**PASSAGE:**
So, for at least the near future, you can lump us in with the “Fudds“ of the world – and especially those on the animated screen- Firearm free, but with everything else you could possibly need, for the foreseeable future.
From The NRA-ILA website:
"It was bound to happen. Elmer Fudd and Yosemite Sam have now been disarmed.
For some in the pro-gun community, the term “Fudd” denotes a person who owns guns, typically not for self-defense, but considers themselves above the fray of Second Amendment politics. But it is not owning this or that type of gun that makes a person a Fudd. Rather, it’s an attitude of indifference to the besieged plight of gun owners generally. The name derives from Elmer Fudd, the classic Looney Tunes/Merrie Melodies cartoon character who single-mindedly pursued ducks and rabbits (Daffy and Bugs in particular) with his trusty assortment of long arms, usually to his own detriment.

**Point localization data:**
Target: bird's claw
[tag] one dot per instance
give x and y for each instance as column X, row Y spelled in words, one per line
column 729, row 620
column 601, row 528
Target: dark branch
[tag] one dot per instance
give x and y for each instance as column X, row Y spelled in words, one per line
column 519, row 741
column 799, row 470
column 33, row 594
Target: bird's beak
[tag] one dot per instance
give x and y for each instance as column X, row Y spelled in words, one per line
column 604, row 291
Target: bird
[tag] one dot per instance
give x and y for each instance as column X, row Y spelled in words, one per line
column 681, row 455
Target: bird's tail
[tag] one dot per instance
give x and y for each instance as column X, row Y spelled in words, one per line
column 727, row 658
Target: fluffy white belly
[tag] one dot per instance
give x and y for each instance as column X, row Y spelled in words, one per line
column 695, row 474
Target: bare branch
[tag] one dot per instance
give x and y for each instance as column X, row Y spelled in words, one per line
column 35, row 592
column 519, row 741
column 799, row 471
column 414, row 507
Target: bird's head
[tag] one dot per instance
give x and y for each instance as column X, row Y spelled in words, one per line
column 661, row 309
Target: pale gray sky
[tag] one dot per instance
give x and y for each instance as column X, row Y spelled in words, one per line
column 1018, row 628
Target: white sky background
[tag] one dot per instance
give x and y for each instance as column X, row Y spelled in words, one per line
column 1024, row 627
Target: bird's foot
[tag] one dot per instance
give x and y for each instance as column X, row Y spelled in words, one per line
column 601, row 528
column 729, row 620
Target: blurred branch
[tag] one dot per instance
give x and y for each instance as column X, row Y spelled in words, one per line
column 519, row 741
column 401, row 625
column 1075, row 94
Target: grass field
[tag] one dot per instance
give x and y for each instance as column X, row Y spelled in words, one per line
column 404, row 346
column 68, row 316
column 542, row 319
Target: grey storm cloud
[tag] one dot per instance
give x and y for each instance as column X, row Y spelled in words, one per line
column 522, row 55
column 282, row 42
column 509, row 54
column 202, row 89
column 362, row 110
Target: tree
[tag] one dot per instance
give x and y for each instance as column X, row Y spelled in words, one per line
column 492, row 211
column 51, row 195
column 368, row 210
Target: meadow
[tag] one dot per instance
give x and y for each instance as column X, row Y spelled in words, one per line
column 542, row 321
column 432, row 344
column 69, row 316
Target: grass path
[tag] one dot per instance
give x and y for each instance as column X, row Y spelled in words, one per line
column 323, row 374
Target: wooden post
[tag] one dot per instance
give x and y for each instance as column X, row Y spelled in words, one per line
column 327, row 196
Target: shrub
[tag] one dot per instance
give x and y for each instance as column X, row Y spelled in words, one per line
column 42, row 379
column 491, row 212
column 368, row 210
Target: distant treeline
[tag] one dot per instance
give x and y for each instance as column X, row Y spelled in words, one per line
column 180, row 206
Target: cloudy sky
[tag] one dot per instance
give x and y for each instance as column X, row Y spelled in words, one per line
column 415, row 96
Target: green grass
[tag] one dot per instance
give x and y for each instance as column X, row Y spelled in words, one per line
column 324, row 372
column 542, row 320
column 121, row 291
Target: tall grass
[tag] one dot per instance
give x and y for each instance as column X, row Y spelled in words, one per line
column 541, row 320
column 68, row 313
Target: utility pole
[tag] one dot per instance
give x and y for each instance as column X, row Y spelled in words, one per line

**EXERCISE REQUIREMENTS:**
Pick up the passage about Elmer Fudd and gun owners where it stops, and continue it.

**TASK RESPONSE:**
Fudds have always been warned the gun grabbers would eventually get around to their firearms, too. For Elmer itself, that day has come. According to an article in the New York Times, HBO Max is reprising the Looney Tunes line-up of familiar characters in a new series, which supposedly “hearkens back to the franchise’s roots.” But there is at least one big difference, according to the show’s executive producer: “We’re not doing guns.”
The producer gave no explanation for this decision but promised “cartoony violence — TNT, the Acme stuff,” would remain part of the show.
Indeed, a clip attached to the New York Times piece, entitled Dynamite Dance, features Elmer Fudd haplessly pursuing Bugs Bunny with a Grim Reaper-like scythe. Bugs retaliates by detonating stick after stick of dynamite in Fudd’s mouth, ears, and pants. Other gags in the clip feature exploding barrels of TNT. There’s even one moment that flirts with violating the “no guns” rule, as Fudd seeks refuge in a hollow log that Bugs fills with explosives and plugs with a large cork. The resulting detonation blasts Fudd out of the front of the log like a projectile from a cannon.
As in yesteryear, Fudd escapes from these scrapes not too much the worse for wear, with his body covered in soot and his clothes in tatters. That was the similar to the effect gunshots usually had in the prior versions of the show, if they hit anything at all.
To date, the show’s producers have not explained why guns are beyond the pale, but other instruments of violence and mayhem are not.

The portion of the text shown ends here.